### DATA SHOWN
════════════════
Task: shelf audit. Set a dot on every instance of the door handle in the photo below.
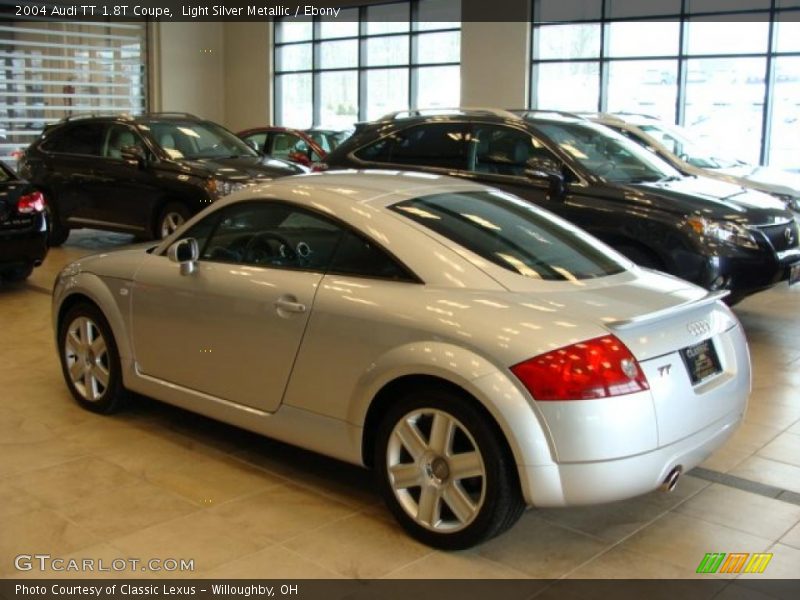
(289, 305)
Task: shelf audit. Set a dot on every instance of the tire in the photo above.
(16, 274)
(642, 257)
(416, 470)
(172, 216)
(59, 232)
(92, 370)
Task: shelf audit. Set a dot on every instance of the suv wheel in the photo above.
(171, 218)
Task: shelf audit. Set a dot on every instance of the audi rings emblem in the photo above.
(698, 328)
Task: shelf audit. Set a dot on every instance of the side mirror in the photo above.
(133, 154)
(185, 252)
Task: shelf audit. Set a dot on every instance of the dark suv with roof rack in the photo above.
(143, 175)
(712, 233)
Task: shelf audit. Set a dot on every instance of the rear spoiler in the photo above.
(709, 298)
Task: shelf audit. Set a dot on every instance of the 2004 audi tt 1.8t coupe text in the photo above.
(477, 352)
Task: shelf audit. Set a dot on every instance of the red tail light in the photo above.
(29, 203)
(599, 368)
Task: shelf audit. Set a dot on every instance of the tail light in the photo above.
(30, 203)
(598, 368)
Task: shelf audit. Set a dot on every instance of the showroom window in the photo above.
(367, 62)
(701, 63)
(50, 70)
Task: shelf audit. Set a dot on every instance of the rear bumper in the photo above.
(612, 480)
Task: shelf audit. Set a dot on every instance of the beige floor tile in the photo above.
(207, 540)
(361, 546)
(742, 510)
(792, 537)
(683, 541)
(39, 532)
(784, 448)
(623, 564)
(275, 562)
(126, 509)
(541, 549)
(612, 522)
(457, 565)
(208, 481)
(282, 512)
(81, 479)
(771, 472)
════════════════
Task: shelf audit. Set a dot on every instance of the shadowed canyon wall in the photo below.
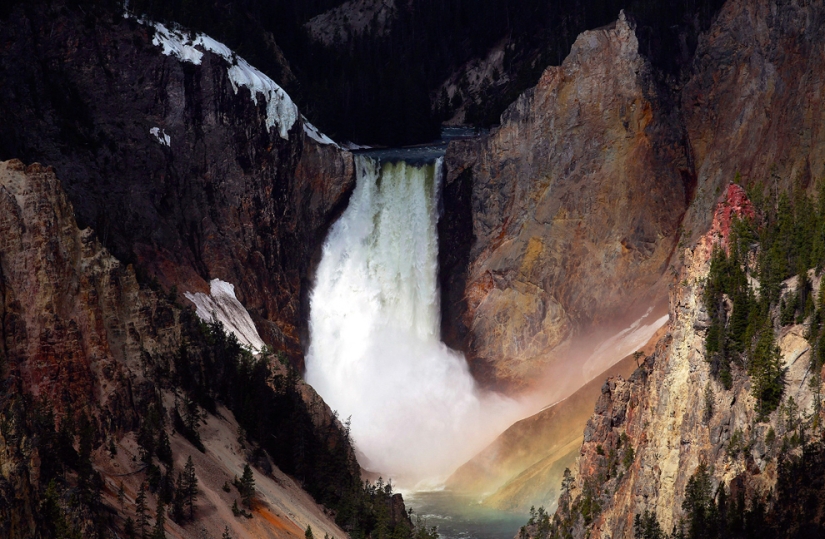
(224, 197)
════════════════
### WRITTEN TASK
Gather every line in the records that contains the string "tail". Case counts.

### RESPONSE
Task: shelf audit. Set a dot on every instance of the red tail light in the photo above.
Task: shelf audit. Set a dot on every instance of the tail light in the photo above.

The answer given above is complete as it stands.